**Parts of the exercise**
1. According to the blog post on talking with friends about mental health, which app was it written in collaboration with?
2. Please output the passage of the mental health blog post between "By The Layla" and "about mental health?", inclusive.
3. Go on with the blog post about helping a friend talk about mental health, starting after its last sentence.

**Text under study**
By The Layla Team
This blog post was written as a collaboration with Flipd. Flipd is a digital wellness app helping you find time to spend your offline moments well.
We talk to our friends about shared interests, hobbies, schools, work, relationships —all sorts of things! And yet for a lot of people broaching the topic of mental health can be difficult even with very close friends. For someone struggling with their mental health, having the support of friends is so important, but it can feel scary or even plain awkward to open up.
So how do you help a friend talk about their mental health? Here are 3 things to consider.
1. Where and when is it okay to talk about mental health?
Sometimes showing that you’re there for a friend is as simple as reaching out to chat or inviting them to hangout, grab a coffee or study together. If you think a friend is struggling with their mental health it's so important to start conversation about it.

**Information supplied**
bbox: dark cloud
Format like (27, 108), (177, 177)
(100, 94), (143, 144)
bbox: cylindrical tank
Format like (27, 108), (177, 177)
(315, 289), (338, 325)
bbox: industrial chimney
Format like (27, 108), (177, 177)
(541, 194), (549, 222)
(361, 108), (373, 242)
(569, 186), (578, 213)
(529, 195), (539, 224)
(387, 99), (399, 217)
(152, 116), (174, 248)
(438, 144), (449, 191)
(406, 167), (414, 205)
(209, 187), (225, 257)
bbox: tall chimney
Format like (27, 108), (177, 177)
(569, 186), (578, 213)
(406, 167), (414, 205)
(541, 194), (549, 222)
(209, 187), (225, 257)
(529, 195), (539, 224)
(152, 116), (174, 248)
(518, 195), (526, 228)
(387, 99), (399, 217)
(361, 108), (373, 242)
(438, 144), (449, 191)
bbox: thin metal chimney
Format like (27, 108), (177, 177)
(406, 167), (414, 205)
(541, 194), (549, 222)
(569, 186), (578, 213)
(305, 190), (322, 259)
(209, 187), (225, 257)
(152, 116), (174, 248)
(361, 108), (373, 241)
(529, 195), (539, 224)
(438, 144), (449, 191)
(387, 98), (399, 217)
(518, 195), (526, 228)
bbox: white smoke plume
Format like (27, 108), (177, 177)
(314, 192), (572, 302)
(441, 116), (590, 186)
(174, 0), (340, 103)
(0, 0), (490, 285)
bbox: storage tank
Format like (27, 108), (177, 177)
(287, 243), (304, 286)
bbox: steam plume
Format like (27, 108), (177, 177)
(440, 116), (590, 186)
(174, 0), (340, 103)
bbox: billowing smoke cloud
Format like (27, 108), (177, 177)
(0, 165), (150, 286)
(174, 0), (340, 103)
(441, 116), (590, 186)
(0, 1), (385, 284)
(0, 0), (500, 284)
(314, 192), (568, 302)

**List of answers**
1. Flipd

2.
By The Layla Team
This blog post was written as a collaboration with Flipd. Flipd is a digital wellness app helping you find time to spend your offline moments well.
We talk to our friends about shared interests, hobbies, schools, work, relationships —all sorts of things! And yet for a lot of people broaching the topic of mental health can be difficult even with very close friends. For someone struggling with their mental health, having the support of friends is so important, but it can feel scary or even plain awkward to open up.
So how do you help a friend talk about their mental health? Here are 3 things to consider.
1. Where and when is it okay to talk about mental health?

3.
Talking about mental health can be very vulnerable. Consider talking to a friend somewhere that is a comfortable environment for them, where privacy isn’t an issue. For some people this might mean chatting at their apartment, and for others it may be best to chat at a coffee shop or go for a walk. Stepping out of the house or away from roommates could be particularly helpful to the conversation.
2. How do you start a conversation about mental health?
So how exactly do you start a conversation and show your support? You may already know that they’re struggling, or you understand the nature of what they’re been dealing with, but it’s important not to assume you know what their experience is. Similarly, you can’t assume that your friend is going to want to talk about it either. If you try to start a conversation and they seem uncomfortable, change the subject. If they say outright that they do not want to talk about it, respect their wishes while letting them know that you’re there if they change their mind. Always let your friend set the pace for these kinds of conversations.
State your support and openness to discussing whatever is going on, while avoiding making any assumptions or cornering them. That may sound like: “Hey I’ve noticed you seem a bit stressed lately and I wanted to let you know I am here to talk about anything if you ever want to” instead of: “I’m pretty sure you’re depressed and it started with your breakup. You should do something about it!”
When a friend is ready and willing to open up and have a conversation with you, the most important thing is to listen without judgment.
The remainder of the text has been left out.